Data for processing:
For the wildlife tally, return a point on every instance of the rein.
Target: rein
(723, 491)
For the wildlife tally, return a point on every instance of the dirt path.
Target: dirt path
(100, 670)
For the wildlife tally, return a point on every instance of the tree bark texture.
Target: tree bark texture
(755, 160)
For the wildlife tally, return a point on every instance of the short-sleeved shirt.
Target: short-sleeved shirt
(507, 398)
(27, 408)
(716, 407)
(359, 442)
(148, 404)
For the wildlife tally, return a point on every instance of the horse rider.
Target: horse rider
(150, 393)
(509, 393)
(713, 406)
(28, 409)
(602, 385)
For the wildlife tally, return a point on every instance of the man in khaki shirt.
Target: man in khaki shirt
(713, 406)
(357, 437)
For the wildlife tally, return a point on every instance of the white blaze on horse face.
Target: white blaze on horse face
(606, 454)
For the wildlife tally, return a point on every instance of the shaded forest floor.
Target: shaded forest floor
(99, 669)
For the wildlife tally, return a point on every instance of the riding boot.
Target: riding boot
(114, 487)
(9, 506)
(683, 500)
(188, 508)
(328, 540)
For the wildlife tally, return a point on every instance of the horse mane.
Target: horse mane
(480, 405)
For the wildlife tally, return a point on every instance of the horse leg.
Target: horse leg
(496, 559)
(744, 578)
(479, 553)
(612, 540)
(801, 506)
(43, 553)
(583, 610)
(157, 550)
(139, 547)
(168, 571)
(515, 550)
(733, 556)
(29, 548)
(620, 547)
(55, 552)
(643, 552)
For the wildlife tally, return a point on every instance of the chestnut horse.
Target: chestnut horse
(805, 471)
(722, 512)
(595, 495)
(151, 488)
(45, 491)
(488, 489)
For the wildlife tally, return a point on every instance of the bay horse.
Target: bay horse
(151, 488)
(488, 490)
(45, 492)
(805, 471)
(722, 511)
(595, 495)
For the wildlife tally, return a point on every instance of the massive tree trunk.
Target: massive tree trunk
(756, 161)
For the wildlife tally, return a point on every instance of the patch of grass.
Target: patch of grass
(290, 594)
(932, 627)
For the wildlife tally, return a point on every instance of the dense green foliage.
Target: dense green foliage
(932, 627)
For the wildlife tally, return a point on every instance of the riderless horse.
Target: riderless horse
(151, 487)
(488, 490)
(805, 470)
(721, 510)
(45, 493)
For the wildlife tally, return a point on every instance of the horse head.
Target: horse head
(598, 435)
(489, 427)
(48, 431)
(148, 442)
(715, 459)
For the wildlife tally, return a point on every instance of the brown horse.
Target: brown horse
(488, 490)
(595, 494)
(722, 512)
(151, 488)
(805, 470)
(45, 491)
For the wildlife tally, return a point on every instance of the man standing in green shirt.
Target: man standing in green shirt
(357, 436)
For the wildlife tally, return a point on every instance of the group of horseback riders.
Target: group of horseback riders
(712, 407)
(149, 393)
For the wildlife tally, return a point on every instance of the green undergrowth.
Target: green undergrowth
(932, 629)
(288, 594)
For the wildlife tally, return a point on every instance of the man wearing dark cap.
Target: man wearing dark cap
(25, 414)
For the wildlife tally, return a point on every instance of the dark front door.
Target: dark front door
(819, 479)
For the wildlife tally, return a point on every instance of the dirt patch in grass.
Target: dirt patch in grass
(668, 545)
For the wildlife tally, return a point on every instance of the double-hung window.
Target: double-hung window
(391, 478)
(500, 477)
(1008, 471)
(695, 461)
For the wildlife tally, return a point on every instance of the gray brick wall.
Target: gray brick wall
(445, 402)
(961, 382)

Problem details: Please rewrite all the data above as a CSV with the two columns "label_text" and "points". Give each "For the wildlife tally" line, together with its "Target" line and every point after it, its own row, with each column as a single quoted field and line breaks replaced by spaces.

Solution:
label_text,points
"For the wildlife tally, return a point on every instance of the rein. Target: rein","(723, 491)"
"For the wildlife tally, return a point on every instance of the dirt path. Target: dirt path","(100, 670)"
"For the wildlife tally, return a point on every instance of the tree bark texture. Target: tree bark texture","(755, 160)"
"For the wildlife tally, return a point on every instance of the short-sleeved shirt. Target: short-sleeved shirt","(507, 398) (27, 408) (716, 407) (359, 442) (148, 404)"
"For the wildlife tally, return a point on every instance of the horse rider. Target: horse rider","(150, 393) (509, 393) (713, 406) (28, 409) (602, 385)"
"For the wildlife tally, return a point on every instance of the man in khaki shirt. Target: man in khaki shirt","(713, 406) (357, 437)"
"For the wildlife tally, return a point on every instance of the white blaze on horse face. Target: white blaze on horse face","(606, 454)"
"For the wildlife tally, return a point on every instance of the shaded forest floor. Target: shaded forest floor","(99, 669)"
"For the wildlife tally, return a point on every instance of the riding boot. Target: riding boot","(114, 487) (9, 506) (683, 500) (188, 508) (328, 540)"
"For the wildlife tally, return a point on every instance of the horse mane. Target: horse mane","(480, 405)"
"For the wildlife tally, return a point on every instance of the horse leg. Target: horse leg","(496, 559) (744, 578) (479, 553) (612, 540) (801, 506) (43, 553) (583, 610) (157, 550) (139, 547) (168, 571) (515, 550) (733, 556) (29, 548) (620, 547) (55, 552) (643, 552)"
"For the wildlife tally, return a point on every instance of the chestnut horse. Target: chestnut horse","(805, 471) (722, 512) (595, 495) (151, 488) (45, 491) (488, 489)"
"For the wildlife tally, return a point on every instance of the bay horse. Target: bay horse","(151, 488) (488, 490) (45, 492) (805, 471) (722, 511) (595, 495)"
"For the wildlife tally, return a point on every instance of the massive tree trunk. Target: massive tree trunk","(756, 161)"
"For the wildlife tally, return a point on every instance of the patch of grass. Target: patch of grass","(290, 594) (932, 627)"
"For the wildlife tally, return a point on every instance of the dense green foliage. Target: dense green foliage","(932, 627)"
"For the wildlife tally, return a point on every instance of the riderless horse. Target: riderless horse","(151, 487) (488, 490) (805, 470) (721, 510) (45, 493)"
"For the wildlife tally, return a point on every instance of the horse head. Target: horse head","(598, 435) (489, 427) (48, 431) (148, 442) (715, 459)"
"For the wildlife tally, return a point on every instance of the brown horse. Target: brown horse","(488, 490) (595, 494) (722, 512) (151, 488) (805, 470) (45, 491)"
"For the wildlife tally, return a point on every instance of the man standing in green shirt. Target: man standing in green shirt","(357, 436)"
"For the wildlife tally, return a point on every instance of the group of horseback riders. Target: group of horseback riders","(712, 407) (149, 393)"
"For the wildlife tally, return a point on every instance of the green undergrowth. Target: green undergrowth","(932, 629) (288, 594)"
"For the wildlife tally, return a point on every instance of the man wearing dark cap. Target: man wearing dark cap","(25, 414)"
"For the wildlife tally, return a point on every instance of the dark front door. Target: dark front door","(819, 479)"
"For the wildlife tally, return a point on every instance of the dirt patch in grass. Target: dirt patch in grass","(668, 545)"
"For the wildlife tally, return a point on every instance of the double-hung window. Target: double-hung window","(391, 478) (500, 477) (1008, 471) (695, 461)"
"For the wildlife tally, return a point on every instance of the gray brick wall. Target: gray brick wall","(445, 402) (961, 382)"